(Data rows)
═══
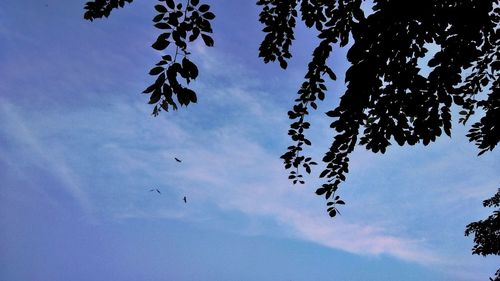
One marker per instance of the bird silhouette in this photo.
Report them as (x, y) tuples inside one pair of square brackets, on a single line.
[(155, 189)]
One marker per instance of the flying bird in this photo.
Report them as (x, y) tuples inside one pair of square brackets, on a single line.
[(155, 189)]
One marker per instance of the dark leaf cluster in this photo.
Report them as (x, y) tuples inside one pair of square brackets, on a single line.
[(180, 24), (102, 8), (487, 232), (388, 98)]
═══
▶ _PROMPT_
Please pull every line of text from the rows above and reproduce each one word for word. Leave the pictures out of your answer.

▶ _EXPECTED ANSWER_
One marker per instance of the bird silhouette in this photo.
Report them as (x, y) tuples inside one pair of square brackets, on a single line.
[(155, 189)]
One marker per instance of the flying bird in this photo.
Report them as (x, y) tuples inside one pair of square brackets, on a single line.
[(155, 189)]
One marker per instance of the dark leaf cluster in this photo.
Report them as (x, y) tuples inside one pair of square brackets, on a single line.
[(180, 24), (102, 8), (487, 232), (388, 98)]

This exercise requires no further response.